- Hello from the Magic Tavern logo
- Genre: Improvisational; comedy; fantasy podcast;
- Country of origin: United States
- Language: English

Production
- Production: Arnie Niekamp, Evan Jacover, Ryan DiGiorgi, Matt Young, Adal Rifai
- Length: 30–60 minutes (approximate)

Technical specifications
- Audio format: MP3

Publication
- Original release: March 9, 2015
- Provider: Magic Tavern, LLC
- Updates: Weekly (Mondays)

Reception
- Cited as: One of iTunes' Best Podcasts of 2015

Related
- Website: hellofromthemagictavern.com

= Hello from the Magic Tavern =

Improvised comedy podcast

Hello from the Magic Tavern is an improvised comedy podcast hosted and produced by Arnie Niekamp, Matt Young, and Adal Rifai. The podcast is set in the fictional world of Foon, a magical realm where a fictionalized version of Niekamp is trapped after falling through a dimensional rift in Chicago. Niekamp and his co-hosts—a wizard named Usidore the Blue (Young), and a shapeshifter, Chunt (Rifai)—interview various magical creatures at the Vermillion Minotaur later relocating to the Strange Familiar tavern. The first episode was released in March 2015. New episodes are released every Monday.

__WRITTEN TASKS__
• A. List every person named on the "Production:" line of the podcast text.
• B. In the podcast text, what is the name of the fictional world where the show is set?
The material after this point plays no part in the work on the podcast text.

__ROWS__
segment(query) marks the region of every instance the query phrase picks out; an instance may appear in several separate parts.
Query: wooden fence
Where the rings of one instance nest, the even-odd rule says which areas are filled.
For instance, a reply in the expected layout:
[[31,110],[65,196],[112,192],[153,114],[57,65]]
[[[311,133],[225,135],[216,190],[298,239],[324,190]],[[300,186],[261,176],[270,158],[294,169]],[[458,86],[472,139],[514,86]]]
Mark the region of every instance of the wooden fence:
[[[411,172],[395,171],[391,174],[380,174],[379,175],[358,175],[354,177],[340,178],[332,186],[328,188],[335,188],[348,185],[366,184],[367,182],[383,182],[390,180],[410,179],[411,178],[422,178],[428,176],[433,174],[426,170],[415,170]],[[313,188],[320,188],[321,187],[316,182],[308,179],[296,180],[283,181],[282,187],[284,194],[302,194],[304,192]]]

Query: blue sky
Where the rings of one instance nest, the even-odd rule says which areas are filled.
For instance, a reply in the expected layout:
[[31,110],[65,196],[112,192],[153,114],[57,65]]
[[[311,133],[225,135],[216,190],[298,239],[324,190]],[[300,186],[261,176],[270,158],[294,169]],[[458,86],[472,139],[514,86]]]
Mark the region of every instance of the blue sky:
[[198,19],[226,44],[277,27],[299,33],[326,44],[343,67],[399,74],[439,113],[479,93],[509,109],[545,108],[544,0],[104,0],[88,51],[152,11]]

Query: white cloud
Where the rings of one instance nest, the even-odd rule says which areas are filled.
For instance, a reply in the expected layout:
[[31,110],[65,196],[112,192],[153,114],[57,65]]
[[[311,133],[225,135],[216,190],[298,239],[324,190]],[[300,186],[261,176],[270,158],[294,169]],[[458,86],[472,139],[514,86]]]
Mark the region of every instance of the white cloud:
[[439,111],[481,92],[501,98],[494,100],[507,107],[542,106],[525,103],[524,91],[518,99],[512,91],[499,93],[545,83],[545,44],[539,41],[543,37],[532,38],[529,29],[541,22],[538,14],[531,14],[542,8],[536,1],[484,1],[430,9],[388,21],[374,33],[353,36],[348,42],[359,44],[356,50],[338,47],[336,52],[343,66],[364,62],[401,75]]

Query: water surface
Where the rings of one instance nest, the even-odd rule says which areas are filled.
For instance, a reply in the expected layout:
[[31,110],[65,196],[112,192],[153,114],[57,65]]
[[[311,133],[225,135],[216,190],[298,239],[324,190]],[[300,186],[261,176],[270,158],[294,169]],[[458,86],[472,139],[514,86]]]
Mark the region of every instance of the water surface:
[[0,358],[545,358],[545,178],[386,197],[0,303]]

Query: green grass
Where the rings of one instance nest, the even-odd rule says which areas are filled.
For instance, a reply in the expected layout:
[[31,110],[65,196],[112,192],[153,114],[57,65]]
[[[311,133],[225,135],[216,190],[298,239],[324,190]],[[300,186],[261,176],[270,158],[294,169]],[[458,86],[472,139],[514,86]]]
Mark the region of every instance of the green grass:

__RESULTS BY TASK__
• A. Arnie Niekamp, Evan Jacover, Ryan DiGiorgi, Matt Young, Adal Rifai

• B. Foon